Excerpted passage –
+ + + +

OK, so I actually read the entire TACC section of the owners manual. Almost all the situations I encountered are covered, and the manual clearly warns that TACC may not correctly respond. There are so many warnings, that one may choose not to use it for fear of their life. These include slowing down for highway exits, even if you don't take them, slowing for curves, and a number of other situations. 

I do disagree with those of you that feel the FSD computer may not improve TACC under these conditions. According to the manual, TACC uses both the front facing cameras and radar, and other sensors, pretty much the same as AP. An increase in processing speed may benefit all the automatous/semi-automatous functions based upon these built-in cameras and sensors. Personally, I'd gotta believe it can't hurt, even though Musk at one time in the last year or so said the new hardware was not necessary for TACC. I would agree with that if you like the way it functions today. His statement was made well before the current AP configuration of the car became standard.

Today I used both TACC and AP without incident. Also just got 2019.20.4.2; third update in four days.


----------



## RickO2018 (Mar 13, 2018)

On a related note, there is a patch of road near me that the GPS reports 15MPH causing the car to disengage auto steer. The posted speed limit in this area is 25MPH, not 15MPH. I've come across disconnects with posted speeds and GPS information on other roads as well. Does anyone know of a process to alert Google of the error?


----------



## Long Ranger (Jun 1, 2018)

+ + + +

Records shown –
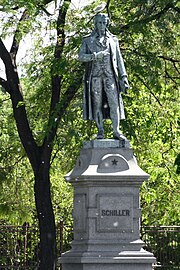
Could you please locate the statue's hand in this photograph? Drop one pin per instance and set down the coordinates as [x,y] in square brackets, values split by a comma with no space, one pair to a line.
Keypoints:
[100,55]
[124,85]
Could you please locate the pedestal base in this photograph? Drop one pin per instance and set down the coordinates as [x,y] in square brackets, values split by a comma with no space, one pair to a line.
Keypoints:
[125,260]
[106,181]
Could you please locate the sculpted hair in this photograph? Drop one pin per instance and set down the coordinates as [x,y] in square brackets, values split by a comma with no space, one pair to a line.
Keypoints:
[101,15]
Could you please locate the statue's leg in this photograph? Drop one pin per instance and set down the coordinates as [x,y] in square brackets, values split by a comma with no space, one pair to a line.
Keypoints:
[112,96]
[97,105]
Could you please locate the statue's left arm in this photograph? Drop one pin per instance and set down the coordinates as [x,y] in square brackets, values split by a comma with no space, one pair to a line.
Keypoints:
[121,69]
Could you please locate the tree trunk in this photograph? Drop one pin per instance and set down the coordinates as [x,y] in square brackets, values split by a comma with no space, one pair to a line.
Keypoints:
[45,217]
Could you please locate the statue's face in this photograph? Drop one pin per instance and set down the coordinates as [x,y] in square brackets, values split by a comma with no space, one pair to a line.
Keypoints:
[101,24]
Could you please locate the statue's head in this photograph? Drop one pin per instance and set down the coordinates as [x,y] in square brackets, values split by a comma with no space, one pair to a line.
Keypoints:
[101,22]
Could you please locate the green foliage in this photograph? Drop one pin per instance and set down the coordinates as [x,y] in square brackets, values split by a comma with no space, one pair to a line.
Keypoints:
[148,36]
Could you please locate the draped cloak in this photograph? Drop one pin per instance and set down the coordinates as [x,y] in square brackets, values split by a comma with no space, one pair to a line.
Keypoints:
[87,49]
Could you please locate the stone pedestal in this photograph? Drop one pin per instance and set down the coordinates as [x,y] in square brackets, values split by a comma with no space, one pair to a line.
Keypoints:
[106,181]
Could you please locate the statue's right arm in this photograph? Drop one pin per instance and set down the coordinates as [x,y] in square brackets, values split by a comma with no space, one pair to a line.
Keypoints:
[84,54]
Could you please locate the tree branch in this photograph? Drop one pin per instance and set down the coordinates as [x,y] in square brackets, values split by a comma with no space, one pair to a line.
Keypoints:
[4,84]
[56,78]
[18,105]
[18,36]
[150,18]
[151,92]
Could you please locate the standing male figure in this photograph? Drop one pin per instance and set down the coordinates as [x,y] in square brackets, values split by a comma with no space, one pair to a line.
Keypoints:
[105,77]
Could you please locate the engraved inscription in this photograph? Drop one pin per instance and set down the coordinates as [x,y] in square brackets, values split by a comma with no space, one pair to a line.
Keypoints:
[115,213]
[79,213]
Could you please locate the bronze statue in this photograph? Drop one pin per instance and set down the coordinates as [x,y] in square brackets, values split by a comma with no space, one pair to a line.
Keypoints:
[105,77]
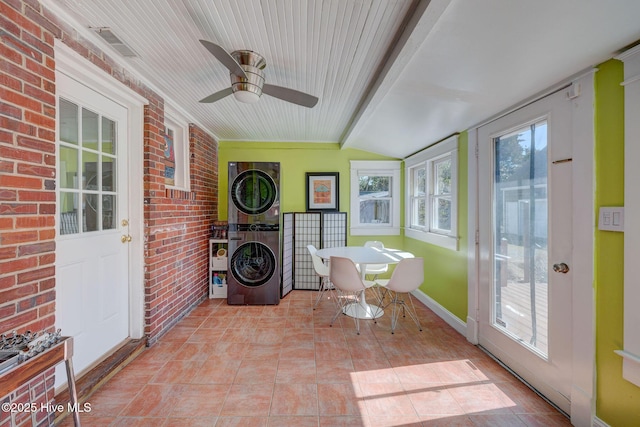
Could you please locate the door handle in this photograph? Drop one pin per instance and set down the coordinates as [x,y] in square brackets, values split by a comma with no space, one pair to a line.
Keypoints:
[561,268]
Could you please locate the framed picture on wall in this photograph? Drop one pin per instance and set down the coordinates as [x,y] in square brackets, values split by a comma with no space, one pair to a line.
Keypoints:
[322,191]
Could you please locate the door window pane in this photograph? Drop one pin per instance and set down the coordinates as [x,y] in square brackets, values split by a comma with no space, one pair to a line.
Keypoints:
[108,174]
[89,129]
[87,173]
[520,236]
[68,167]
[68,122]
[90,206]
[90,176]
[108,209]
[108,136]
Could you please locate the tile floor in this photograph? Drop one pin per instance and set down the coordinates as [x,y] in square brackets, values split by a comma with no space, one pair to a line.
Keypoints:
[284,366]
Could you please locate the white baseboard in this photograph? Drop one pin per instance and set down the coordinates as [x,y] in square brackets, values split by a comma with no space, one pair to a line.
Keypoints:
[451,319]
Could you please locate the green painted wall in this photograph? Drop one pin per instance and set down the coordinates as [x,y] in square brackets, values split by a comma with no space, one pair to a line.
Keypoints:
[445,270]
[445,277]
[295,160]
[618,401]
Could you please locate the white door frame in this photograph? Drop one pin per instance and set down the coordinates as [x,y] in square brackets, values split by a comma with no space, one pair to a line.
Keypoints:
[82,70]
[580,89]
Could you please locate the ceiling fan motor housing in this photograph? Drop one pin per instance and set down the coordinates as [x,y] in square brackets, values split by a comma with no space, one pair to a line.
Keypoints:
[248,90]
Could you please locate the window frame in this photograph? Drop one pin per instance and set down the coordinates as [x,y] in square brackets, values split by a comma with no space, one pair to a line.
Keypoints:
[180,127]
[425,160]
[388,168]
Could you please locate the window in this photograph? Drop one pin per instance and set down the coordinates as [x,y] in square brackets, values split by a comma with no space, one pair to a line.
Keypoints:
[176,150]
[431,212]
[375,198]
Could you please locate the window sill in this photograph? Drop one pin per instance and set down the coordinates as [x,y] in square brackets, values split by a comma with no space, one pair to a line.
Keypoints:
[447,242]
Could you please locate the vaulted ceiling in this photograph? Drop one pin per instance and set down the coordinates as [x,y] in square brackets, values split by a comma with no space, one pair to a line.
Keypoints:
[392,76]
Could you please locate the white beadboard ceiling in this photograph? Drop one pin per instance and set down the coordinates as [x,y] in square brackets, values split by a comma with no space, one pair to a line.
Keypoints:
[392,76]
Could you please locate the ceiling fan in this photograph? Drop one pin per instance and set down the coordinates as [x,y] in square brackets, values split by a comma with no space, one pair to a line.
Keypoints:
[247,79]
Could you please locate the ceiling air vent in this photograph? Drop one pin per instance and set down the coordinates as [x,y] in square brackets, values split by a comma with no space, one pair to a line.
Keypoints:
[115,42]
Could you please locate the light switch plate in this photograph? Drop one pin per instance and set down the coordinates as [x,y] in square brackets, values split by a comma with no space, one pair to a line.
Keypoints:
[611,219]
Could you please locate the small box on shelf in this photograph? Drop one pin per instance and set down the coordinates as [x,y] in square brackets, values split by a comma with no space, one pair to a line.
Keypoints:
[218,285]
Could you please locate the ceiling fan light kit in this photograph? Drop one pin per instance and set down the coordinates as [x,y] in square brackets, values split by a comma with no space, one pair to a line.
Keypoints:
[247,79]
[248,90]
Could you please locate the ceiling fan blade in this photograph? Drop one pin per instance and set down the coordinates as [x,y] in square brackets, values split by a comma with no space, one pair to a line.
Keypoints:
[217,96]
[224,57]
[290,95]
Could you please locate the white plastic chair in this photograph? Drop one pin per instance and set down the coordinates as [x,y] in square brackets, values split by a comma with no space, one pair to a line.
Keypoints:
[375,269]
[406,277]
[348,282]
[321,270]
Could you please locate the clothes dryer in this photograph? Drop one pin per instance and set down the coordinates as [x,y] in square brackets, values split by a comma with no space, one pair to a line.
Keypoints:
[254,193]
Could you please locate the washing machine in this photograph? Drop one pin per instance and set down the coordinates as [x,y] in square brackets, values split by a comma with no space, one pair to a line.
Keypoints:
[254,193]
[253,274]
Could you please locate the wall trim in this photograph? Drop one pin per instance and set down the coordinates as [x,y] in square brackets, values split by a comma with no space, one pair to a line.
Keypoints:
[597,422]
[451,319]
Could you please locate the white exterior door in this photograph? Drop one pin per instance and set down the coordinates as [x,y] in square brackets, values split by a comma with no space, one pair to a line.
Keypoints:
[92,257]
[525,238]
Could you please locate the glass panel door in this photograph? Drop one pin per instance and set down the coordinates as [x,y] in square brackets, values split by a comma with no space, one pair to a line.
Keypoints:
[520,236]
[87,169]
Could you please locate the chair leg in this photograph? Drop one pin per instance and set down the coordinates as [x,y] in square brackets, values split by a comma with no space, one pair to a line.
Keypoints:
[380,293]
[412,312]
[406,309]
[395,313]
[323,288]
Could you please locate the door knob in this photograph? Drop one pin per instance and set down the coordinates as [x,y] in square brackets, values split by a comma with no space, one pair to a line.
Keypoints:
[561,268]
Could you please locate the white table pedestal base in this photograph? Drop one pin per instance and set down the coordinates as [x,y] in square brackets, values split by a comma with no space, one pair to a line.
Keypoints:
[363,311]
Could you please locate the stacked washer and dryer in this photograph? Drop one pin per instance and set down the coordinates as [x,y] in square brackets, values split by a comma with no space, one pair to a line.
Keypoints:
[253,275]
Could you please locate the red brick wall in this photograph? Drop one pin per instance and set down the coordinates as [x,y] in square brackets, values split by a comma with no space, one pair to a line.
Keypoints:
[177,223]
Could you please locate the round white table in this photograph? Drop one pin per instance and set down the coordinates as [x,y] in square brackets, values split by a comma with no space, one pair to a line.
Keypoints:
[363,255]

+ + + +

Task requirements –
A – In the TACC forum thread, what are the answers to these?
(i) Which sensors does TACC use, according to the owner's manual?
(ii) Which software update did the first poster receive?
(iii) What speed does the GPS report on the road patch RickO2018 describes, and what is the posted limit there?
B – Why does the first poster in the TACC forum thread think the FSD computer could improve TACC?
C – Write the next part of the TACC forum thread, starting after its last line.

Solved tasks –
A –
(i) The front-facing cameras and radar, along with other sensors.
(ii) 2019.20.4.2.
(iii) The GPS reports 15 MPH, while the posted limit is 25 MPH.

B – The manual says TACC relies on the front-facing cameras, radar and other sensors, much as AP does. The poster reasons that faster processing could therefore benefit all the automated and semi-automated functions built on those cameras and sensors.

C –
RickO2018 said:


> On a related note, there is a patch of road near me that the GPS reports 15MPH causing the car to disengage auto steer. The posted speed limit in this area is 25MPH, not 15MPH. I've come across disconnects with posted speeds and GPS information on other roads as well. Does anyone know of a process to alert Google of the error?


This post listed the steps: Speed_limit


----------



## MelindaV (Apr 2, 2016)

RickO2018 said:


> On a related note, there is a patch of road near me that the GPS reports 15MPH causing the car to disengage auto steer. The posted speed limit in this area is 25MPH, not 15MPH. I've come across disconnects with posted speeds and GPS information on other roads as well. Does anyone know of a process to alert Google of the error?


I followed the steps in the post @Long Ranger linked to for my section of 50MPH freeway that has been showing as 70MPH. It has been corrected on Google, but we've not yet gotten a map update, so there is a lag for sure on these getting back to the car's maps.
(current maps are 2019.6 - we are currently in week 25, so the current maps is at least 19 weeks out of date.)


----------



## RickO2018 (Mar 13, 2018)

Thanks Long Ranger and MeLindaV. I followed the steps as described this am and Google's auto response achnowledged. We'll see how long it takes for the map to update.


----------



## gary in NY (Dec 2, 2018)

RickO2018 said:


> Thanks Long Ranger and MeLindaV. I followed the steps as described this am and Google's auto response achnowledged. We'll see how long it takes for the map to update.


There are a few of those issues on my regular routes. I may give that a try. They aways screw up AP.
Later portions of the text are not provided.